YOUR GOAL
Rewrite the records below with every "Drop" swapped for "Place" and nothing else changed. Leave the pictures out.

Entries from a point annotation set:
--------------------

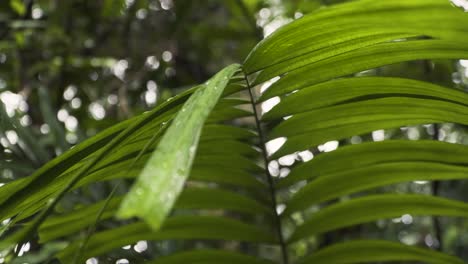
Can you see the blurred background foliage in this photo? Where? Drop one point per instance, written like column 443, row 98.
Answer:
column 69, row 69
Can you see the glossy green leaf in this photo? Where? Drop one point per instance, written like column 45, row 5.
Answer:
column 354, row 157
column 351, row 181
column 342, row 91
column 161, row 180
column 191, row 198
column 315, row 36
column 337, row 122
column 376, row 207
column 209, row 256
column 364, row 251
column 364, row 59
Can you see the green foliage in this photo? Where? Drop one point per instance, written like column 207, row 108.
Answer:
column 203, row 166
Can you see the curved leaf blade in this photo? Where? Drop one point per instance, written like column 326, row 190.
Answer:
column 357, row 211
column 363, row 251
column 153, row 196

--------------------

SOLUTION FOR THIS EXERCISE
Can you see the blurred background foliage in this photo? Where? Place one point per instance, written like column 443, row 98.
Answer:
column 69, row 69
Can you see the glossy green leaf in this photo? Where? Place one point per instance, written like column 45, row 5.
Answer:
column 354, row 157
column 351, row 181
column 342, row 91
column 161, row 180
column 191, row 198
column 315, row 36
column 337, row 122
column 376, row 207
column 209, row 256
column 364, row 251
column 364, row 59
Can you see the green foliage in this photo? Where? Place one point per instance, written like column 207, row 108.
Answer:
column 203, row 166
Can you see the curved leaf blade in this photo? Where? Place one point per instance, written like column 326, row 190.
Answer:
column 357, row 211
column 363, row 251
column 153, row 196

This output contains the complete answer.